[Collected data]
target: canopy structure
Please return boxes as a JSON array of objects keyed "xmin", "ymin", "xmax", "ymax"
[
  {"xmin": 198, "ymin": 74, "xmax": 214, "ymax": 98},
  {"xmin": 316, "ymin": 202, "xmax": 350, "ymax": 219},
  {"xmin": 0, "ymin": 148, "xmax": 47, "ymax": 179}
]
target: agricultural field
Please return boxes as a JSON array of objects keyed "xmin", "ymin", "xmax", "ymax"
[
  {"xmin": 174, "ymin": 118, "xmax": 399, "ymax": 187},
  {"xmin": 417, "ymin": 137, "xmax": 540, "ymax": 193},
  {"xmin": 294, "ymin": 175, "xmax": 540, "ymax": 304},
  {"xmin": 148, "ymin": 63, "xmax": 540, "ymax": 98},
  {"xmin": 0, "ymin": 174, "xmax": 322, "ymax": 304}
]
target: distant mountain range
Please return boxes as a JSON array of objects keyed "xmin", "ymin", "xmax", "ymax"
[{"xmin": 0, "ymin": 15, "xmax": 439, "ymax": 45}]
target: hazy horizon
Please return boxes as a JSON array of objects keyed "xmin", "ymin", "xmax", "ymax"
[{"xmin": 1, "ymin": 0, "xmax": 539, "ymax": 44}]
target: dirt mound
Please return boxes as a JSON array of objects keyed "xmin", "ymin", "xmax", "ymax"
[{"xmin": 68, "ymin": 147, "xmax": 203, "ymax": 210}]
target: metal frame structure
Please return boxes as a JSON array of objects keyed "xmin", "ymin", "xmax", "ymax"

### Problem to work on
Give back the data above word for word.

### Output
target: canopy structure
Please return boxes as a JSON array of objects keyed "xmin", "ymin", "xmax", "ymax"
[
  {"xmin": 198, "ymin": 74, "xmax": 214, "ymax": 98},
  {"xmin": 316, "ymin": 202, "xmax": 350, "ymax": 219},
  {"xmin": 0, "ymin": 148, "xmax": 47, "ymax": 179}
]
target: agricultural field
Please return boxes as a JSON array of objects keyed "xmin", "ymin", "xmax", "ymax"
[
  {"xmin": 174, "ymin": 118, "xmax": 399, "ymax": 187},
  {"xmin": 417, "ymin": 137, "xmax": 540, "ymax": 193},
  {"xmin": 294, "ymin": 175, "xmax": 540, "ymax": 304},
  {"xmin": 148, "ymin": 63, "xmax": 540, "ymax": 98},
  {"xmin": 0, "ymin": 174, "xmax": 322, "ymax": 304}
]
target: distant mountain range
Please return boxes as a JSON array of objects keyed "xmin", "ymin", "xmax", "ymax"
[{"xmin": 0, "ymin": 15, "xmax": 439, "ymax": 45}]
target: hazy horizon
Please return boxes as a JSON array of objects keyed "xmin", "ymin", "xmax", "ymax"
[{"xmin": 1, "ymin": 0, "xmax": 539, "ymax": 44}]
target: dirt mound
Please return boxes as a JSON array of objects keyed "xmin", "ymin", "xmax", "ymax"
[{"xmin": 68, "ymin": 147, "xmax": 203, "ymax": 210}]
target: metal frame structure
Please return boxes as a JSON array of objects keyed "xmin", "ymin", "xmax", "ymax"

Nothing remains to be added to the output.